### TASK DETAILS
Can you reproduce the entries from the line containing "Return the segmentation of every instance of the tall pine" through the line containing "M 0 753 L 1133", substituting "evergreen tree" for "tall pine tree" and changing nothing else?

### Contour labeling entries
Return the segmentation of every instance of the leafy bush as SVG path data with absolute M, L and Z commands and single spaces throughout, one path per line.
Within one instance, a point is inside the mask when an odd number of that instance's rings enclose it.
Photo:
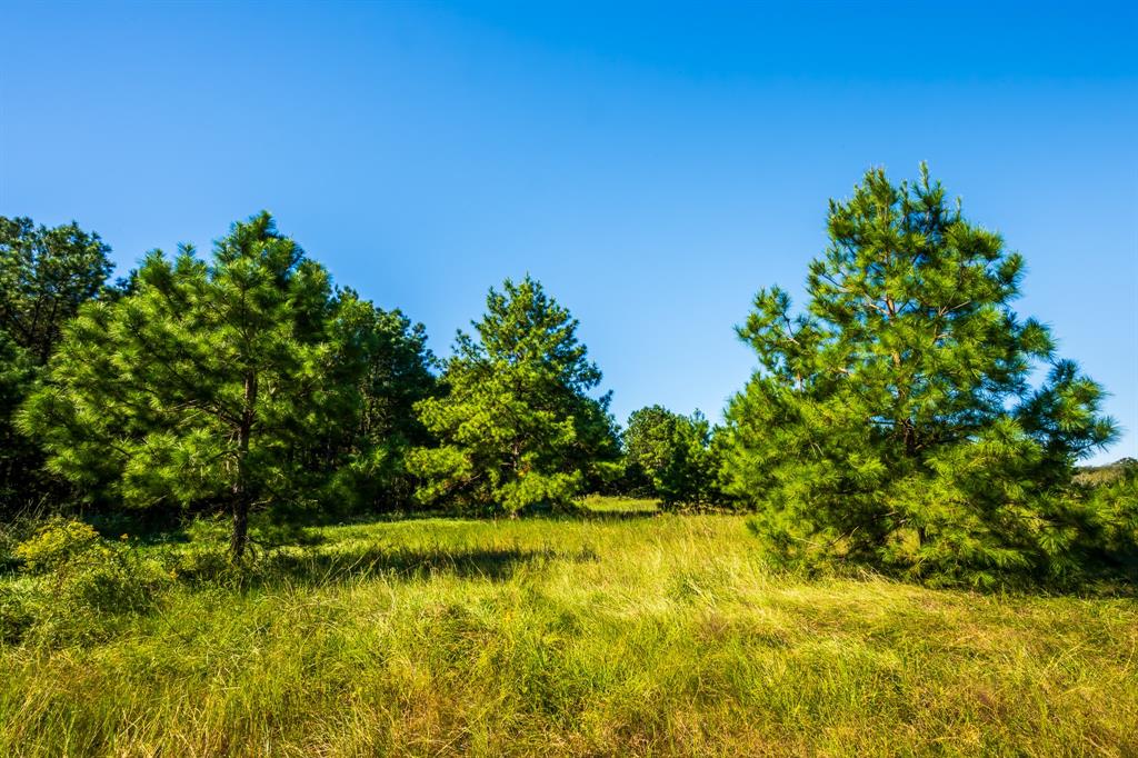
M 146 610 L 172 576 L 123 537 L 112 542 L 88 524 L 53 519 L 15 553 L 24 572 L 38 578 L 39 592 L 51 599 L 49 612 Z

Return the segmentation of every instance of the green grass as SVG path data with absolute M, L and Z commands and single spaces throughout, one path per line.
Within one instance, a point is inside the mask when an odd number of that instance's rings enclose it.
M 1133 600 L 805 580 L 740 517 L 607 505 L 321 528 L 32 634 L 0 755 L 1138 755 Z

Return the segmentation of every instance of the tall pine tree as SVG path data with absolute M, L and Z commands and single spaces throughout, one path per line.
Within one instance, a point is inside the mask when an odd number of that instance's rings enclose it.
M 311 440 L 353 413 L 343 315 L 324 269 L 263 213 L 212 261 L 151 253 L 131 294 L 83 306 L 24 428 L 93 497 L 226 506 L 240 558 L 250 509 L 311 496 Z
M 528 275 L 490 290 L 477 338 L 459 332 L 445 394 L 419 403 L 438 446 L 412 451 L 422 502 L 516 513 L 569 502 L 618 455 L 609 396 L 577 321 Z
M 1013 310 L 1023 258 L 923 165 L 912 184 L 868 172 L 828 231 L 806 308 L 760 290 L 739 330 L 761 369 L 727 409 L 729 492 L 792 558 L 979 584 L 1078 570 L 1082 516 L 1058 488 L 1115 430 Z

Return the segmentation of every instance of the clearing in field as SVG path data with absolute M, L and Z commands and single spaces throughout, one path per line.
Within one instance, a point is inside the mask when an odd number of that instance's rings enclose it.
M 0 753 L 1133 755 L 1138 603 L 774 572 L 744 518 L 313 528 L 0 648 Z M 215 541 L 215 542 L 214 542 Z

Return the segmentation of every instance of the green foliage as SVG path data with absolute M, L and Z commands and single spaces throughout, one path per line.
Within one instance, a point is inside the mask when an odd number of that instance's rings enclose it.
M 432 442 L 414 406 L 438 392 L 426 329 L 397 310 L 358 300 L 351 290 L 341 294 L 337 324 L 345 333 L 341 344 L 356 352 L 358 399 L 349 419 L 324 430 L 327 450 L 345 456 L 329 500 L 351 512 L 406 508 L 417 485 L 407 451 Z
M 445 394 L 417 407 L 437 447 L 415 447 L 420 502 L 509 512 L 568 504 L 617 458 L 609 396 L 577 321 L 528 275 L 490 289 L 477 339 L 459 332 Z
M 1061 488 L 1115 431 L 1098 385 L 1012 310 L 1023 258 L 924 166 L 899 187 L 871 171 L 831 201 L 828 230 L 805 311 L 760 290 L 739 330 L 761 370 L 727 410 L 728 491 L 793 560 L 981 585 L 1071 578 L 1087 513 Z
M 51 519 L 17 545 L 28 578 L 0 585 L 0 637 L 32 629 L 48 637 L 85 636 L 99 615 L 149 610 L 173 575 L 143 557 L 126 535 L 105 539 L 81 521 Z
M 651 494 L 665 506 L 718 500 L 711 426 L 699 411 L 690 417 L 660 405 L 633 411 L 624 448 L 629 478 L 646 478 Z
M 0 513 L 59 496 L 15 413 L 79 307 L 106 296 L 110 248 L 74 222 L 48 229 L 0 216 Z
M 24 428 L 93 497 L 229 504 L 240 557 L 251 506 L 311 502 L 336 463 L 312 440 L 356 409 L 341 315 L 324 269 L 267 214 L 234 224 L 211 263 L 154 252 L 130 294 L 67 327 Z

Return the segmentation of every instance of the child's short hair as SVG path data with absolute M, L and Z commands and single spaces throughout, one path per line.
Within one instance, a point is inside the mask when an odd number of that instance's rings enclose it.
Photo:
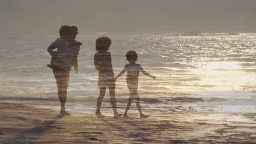
M 60 36 L 67 36 L 69 34 L 69 31 L 71 27 L 68 25 L 64 25 L 61 26 L 60 29 L 59 33 Z
M 129 51 L 126 53 L 125 56 L 127 61 L 130 63 L 135 62 L 138 59 L 138 55 L 135 51 Z
M 78 28 L 76 26 L 72 26 L 70 31 L 71 35 L 76 35 L 78 34 Z
M 103 37 L 97 38 L 96 41 L 96 51 L 108 51 L 111 45 L 111 40 L 107 37 Z

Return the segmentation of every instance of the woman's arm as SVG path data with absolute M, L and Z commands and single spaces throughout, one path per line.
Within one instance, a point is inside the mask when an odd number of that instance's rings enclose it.
M 78 54 L 75 55 L 74 62 L 74 69 L 77 75 L 78 74 L 78 61 L 77 60 L 78 57 Z

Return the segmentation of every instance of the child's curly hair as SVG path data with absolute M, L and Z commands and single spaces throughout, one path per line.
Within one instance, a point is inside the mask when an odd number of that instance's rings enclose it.
M 129 51 L 125 55 L 126 59 L 130 63 L 135 62 L 138 59 L 138 55 L 135 51 Z
M 96 51 L 108 51 L 111 45 L 111 39 L 107 37 L 97 38 L 96 41 Z
M 68 25 L 64 25 L 61 26 L 60 29 L 59 33 L 60 36 L 61 37 L 66 37 L 69 34 L 69 31 L 71 28 L 71 27 Z

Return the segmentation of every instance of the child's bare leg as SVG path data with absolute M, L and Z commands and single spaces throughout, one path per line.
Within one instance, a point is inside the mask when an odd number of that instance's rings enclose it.
M 119 114 L 117 111 L 117 99 L 115 99 L 115 87 L 109 87 L 108 89 L 109 89 L 111 105 L 114 111 L 114 117 L 115 118 L 119 118 L 122 116 L 122 114 Z
M 141 118 L 146 118 L 148 117 L 149 116 L 144 115 L 142 113 L 142 111 L 141 110 L 141 104 L 140 104 L 141 102 L 139 101 L 139 98 L 138 97 L 138 93 L 136 93 L 136 95 L 136 95 L 137 97 L 135 98 L 136 104 L 137 109 L 138 109 L 138 111 L 139 112 L 139 115 L 141 115 L 140 117 Z
M 100 95 L 97 100 L 97 110 L 96 112 L 96 115 L 97 116 L 103 116 L 101 115 L 100 112 L 101 103 L 102 103 L 102 100 L 105 95 L 106 93 L 106 87 L 100 87 Z
M 128 116 L 127 116 L 127 113 L 128 112 L 128 110 L 130 109 L 130 107 L 131 107 L 131 103 L 132 103 L 132 100 L 133 100 L 133 98 L 132 97 L 132 94 L 131 93 L 130 94 L 130 98 L 128 100 L 128 103 L 127 103 L 126 109 L 125 110 L 125 112 L 124 114 L 124 117 L 128 117 Z

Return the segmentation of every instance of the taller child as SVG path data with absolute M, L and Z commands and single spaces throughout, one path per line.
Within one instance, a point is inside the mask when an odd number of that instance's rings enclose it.
M 98 70 L 98 87 L 100 95 L 97 100 L 96 115 L 103 117 L 101 113 L 100 109 L 102 100 L 105 95 L 106 89 L 108 88 L 110 96 L 110 102 L 114 111 L 114 117 L 118 118 L 122 116 L 117 111 L 117 100 L 115 95 L 115 81 L 112 68 L 111 54 L 108 52 L 111 45 L 111 40 L 106 37 L 101 37 L 96 41 L 96 50 L 94 55 L 94 65 Z

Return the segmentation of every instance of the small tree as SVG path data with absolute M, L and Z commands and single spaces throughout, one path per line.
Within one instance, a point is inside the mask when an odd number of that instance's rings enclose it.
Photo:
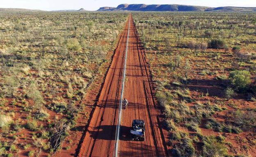
M 225 90 L 225 97 L 227 100 L 233 98 L 235 94 L 235 92 L 232 88 L 228 87 Z
M 235 46 L 232 48 L 232 52 L 237 54 L 240 52 L 241 48 L 239 46 Z
M 235 70 L 230 72 L 229 79 L 235 89 L 240 92 L 246 90 L 251 83 L 251 74 L 246 70 Z
M 213 34 L 213 32 L 210 30 L 206 30 L 204 31 L 205 36 L 207 38 L 210 38 Z
M 224 46 L 224 49 L 225 49 L 225 53 L 227 52 L 229 50 L 229 48 L 227 45 L 225 45 Z
M 14 94 L 20 85 L 18 81 L 13 76 L 6 76 L 5 78 L 5 93 L 8 96 L 14 97 Z
M 185 66 L 184 67 L 184 70 L 185 70 L 185 77 L 186 78 L 187 78 L 188 75 L 188 72 L 190 69 L 190 64 L 189 63 L 189 61 L 188 59 L 186 60 L 186 63 Z
M 205 52 L 205 50 L 207 48 L 208 44 L 206 43 L 202 43 L 201 44 L 201 49 L 202 51 Z
M 188 43 L 187 46 L 188 48 L 191 50 L 192 50 L 195 48 L 195 45 L 196 45 L 196 42 L 192 40 Z
M 212 39 L 209 42 L 209 45 L 213 49 L 222 49 L 225 45 L 225 41 L 222 39 Z
M 70 51 L 69 54 L 73 60 L 75 58 L 74 52 L 81 51 L 82 49 L 78 40 L 75 38 L 68 39 L 66 41 L 66 46 L 67 48 Z

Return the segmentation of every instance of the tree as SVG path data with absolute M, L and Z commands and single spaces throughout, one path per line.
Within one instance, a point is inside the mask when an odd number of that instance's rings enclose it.
M 235 46 L 232 48 L 232 52 L 236 54 L 240 52 L 240 50 L 241 48 L 239 46 Z
M 256 26 L 256 18 L 253 18 L 251 20 L 251 22 L 253 24 Z
M 192 50 L 193 49 L 194 49 L 195 45 L 196 42 L 194 40 L 192 40 L 188 43 L 187 46 L 188 47 L 188 48 L 190 48 L 190 49 L 191 50 Z
M 229 50 L 229 48 L 227 45 L 225 45 L 224 46 L 224 49 L 225 49 L 225 53 L 227 52 Z
M 50 141 L 52 148 L 56 151 L 62 141 L 65 139 L 66 132 L 69 131 L 70 127 L 64 121 L 56 121 L 53 127 L 49 130 L 51 135 Z
M 227 100 L 232 98 L 235 95 L 235 92 L 232 88 L 228 87 L 225 90 L 225 97 Z
M 246 70 L 235 70 L 230 72 L 229 80 L 231 84 L 239 91 L 243 92 L 251 83 L 251 74 Z
M 78 40 L 75 38 L 69 39 L 66 41 L 66 46 L 70 51 L 70 55 L 72 59 L 74 59 L 74 52 L 78 52 L 82 50 L 81 45 L 79 44 Z
M 186 63 L 185 64 L 185 66 L 184 67 L 184 70 L 185 70 L 185 77 L 186 78 L 187 78 L 188 75 L 188 72 L 190 69 L 190 64 L 189 63 L 189 61 L 187 59 L 186 60 Z
M 210 38 L 213 34 L 213 32 L 210 30 L 206 30 L 204 31 L 205 36 L 207 38 Z
M 209 42 L 209 45 L 213 49 L 222 49 L 226 45 L 225 41 L 222 39 L 214 39 Z
M 19 82 L 16 78 L 14 76 L 6 76 L 5 78 L 5 93 L 7 95 L 13 98 L 20 85 Z
M 201 44 L 201 49 L 202 51 L 205 52 L 205 50 L 207 48 L 208 45 L 206 43 L 202 43 Z

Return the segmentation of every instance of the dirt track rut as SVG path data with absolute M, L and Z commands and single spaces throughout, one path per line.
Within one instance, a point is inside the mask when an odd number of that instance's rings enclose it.
M 88 130 L 82 139 L 79 157 L 113 156 L 129 24 L 124 93 L 124 97 L 129 104 L 128 108 L 122 112 L 118 155 L 133 157 L 167 156 L 163 144 L 162 129 L 158 125 L 160 113 L 156 108 L 153 97 L 149 66 L 132 16 L 130 15 L 121 33 Z M 145 121 L 146 138 L 144 141 L 131 141 L 129 130 L 134 119 Z

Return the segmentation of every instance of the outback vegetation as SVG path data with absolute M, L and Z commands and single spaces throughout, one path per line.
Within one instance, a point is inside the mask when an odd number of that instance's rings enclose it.
M 85 95 L 104 75 L 127 16 L 0 13 L 0 156 L 70 148 L 62 143 L 75 134 Z
M 256 14 L 133 18 L 177 157 L 256 155 Z

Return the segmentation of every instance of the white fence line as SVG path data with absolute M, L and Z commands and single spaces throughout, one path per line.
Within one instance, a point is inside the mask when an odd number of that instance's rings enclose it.
M 118 156 L 118 144 L 119 141 L 119 136 L 120 133 L 120 123 L 121 123 L 121 117 L 122 116 L 122 105 L 123 103 L 123 89 L 124 88 L 124 82 L 125 82 L 126 71 L 126 58 L 127 58 L 127 52 L 128 52 L 128 42 L 129 41 L 129 33 L 130 32 L 130 15 L 129 17 L 129 23 L 128 26 L 128 33 L 127 34 L 127 41 L 126 41 L 126 54 L 124 59 L 124 67 L 123 70 L 123 81 L 122 83 L 122 88 L 121 88 L 121 96 L 119 101 L 119 109 L 118 112 L 118 119 L 117 123 L 117 129 L 116 130 L 115 137 L 115 146 L 114 154 L 114 157 L 117 157 Z

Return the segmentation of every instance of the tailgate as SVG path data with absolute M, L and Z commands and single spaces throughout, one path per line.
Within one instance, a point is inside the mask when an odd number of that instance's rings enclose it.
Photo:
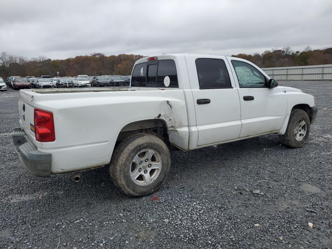
M 24 130 L 32 141 L 36 141 L 34 114 L 35 103 L 33 92 L 20 90 L 19 94 L 19 110 L 21 128 Z

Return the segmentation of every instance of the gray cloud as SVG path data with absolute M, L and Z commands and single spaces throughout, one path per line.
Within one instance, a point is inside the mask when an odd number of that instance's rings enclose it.
M 0 50 L 30 58 L 261 53 L 332 46 L 332 2 L 29 1 L 2 3 Z

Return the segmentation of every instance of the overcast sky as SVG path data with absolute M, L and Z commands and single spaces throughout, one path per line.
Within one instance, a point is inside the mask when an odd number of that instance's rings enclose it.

### TASK SOLUTION
Return the segmentation of every instance of the evergreen tree as SVG path data with absolute M, L and Z commands and single spaces throughout, one path per line.
Within one instance, a point is inside the mask when an odd number of that instance's rings enclose it.
M 311 440 L 353 413 L 343 315 L 324 269 L 263 213 L 212 261 L 151 253 L 131 294 L 83 306 L 24 428 L 93 497 L 226 506 L 240 558 L 250 509 L 311 496 Z
M 528 275 L 490 290 L 477 338 L 459 332 L 445 394 L 419 403 L 438 446 L 412 451 L 422 502 L 516 513 L 569 502 L 618 455 L 609 396 L 577 321 Z
M 1013 310 L 1023 258 L 923 165 L 912 184 L 868 172 L 828 231 L 806 308 L 760 290 L 739 330 L 761 369 L 727 409 L 729 492 L 792 558 L 979 584 L 1078 570 L 1082 516 L 1058 488 L 1115 430 Z

Return the segmentation of every instance of the clearing in field as SVG path data with absolute M, L and Z commands and single spaces throughout, one path per line.
Within one instance, a point is inside the mask when an odd number of that instance's rings enclose it.
M 0 753 L 1133 755 L 1138 603 L 774 572 L 744 518 L 313 528 L 0 648 Z M 215 541 L 215 542 L 214 542 Z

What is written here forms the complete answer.